>>>>

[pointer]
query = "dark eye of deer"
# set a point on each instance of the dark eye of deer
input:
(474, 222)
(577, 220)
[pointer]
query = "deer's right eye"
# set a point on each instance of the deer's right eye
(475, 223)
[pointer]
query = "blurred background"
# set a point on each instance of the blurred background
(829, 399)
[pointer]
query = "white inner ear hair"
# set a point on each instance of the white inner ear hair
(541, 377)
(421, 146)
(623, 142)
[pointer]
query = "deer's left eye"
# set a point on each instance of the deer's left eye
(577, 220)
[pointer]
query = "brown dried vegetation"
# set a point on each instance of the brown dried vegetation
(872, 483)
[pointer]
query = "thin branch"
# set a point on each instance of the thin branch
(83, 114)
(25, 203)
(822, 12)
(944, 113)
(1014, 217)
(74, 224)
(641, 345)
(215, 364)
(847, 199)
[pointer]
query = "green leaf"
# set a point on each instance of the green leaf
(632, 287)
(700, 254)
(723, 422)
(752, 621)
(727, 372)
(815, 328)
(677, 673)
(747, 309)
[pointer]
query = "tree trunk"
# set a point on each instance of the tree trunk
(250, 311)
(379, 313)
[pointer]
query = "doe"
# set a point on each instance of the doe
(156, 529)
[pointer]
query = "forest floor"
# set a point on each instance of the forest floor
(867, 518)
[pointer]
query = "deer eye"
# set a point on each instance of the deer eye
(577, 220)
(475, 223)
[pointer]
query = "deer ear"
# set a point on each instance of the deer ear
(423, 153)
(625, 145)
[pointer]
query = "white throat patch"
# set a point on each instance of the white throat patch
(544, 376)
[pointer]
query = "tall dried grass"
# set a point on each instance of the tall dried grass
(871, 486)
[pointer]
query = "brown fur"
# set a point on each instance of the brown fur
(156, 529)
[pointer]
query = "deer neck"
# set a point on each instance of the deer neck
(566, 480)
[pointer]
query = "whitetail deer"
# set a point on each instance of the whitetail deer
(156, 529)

<<<<

Which of the lines above include the word "dark"? List those lines.

Exercise result:
query = "dark eye of deer"
# set a point on each instance of the dark eye of deer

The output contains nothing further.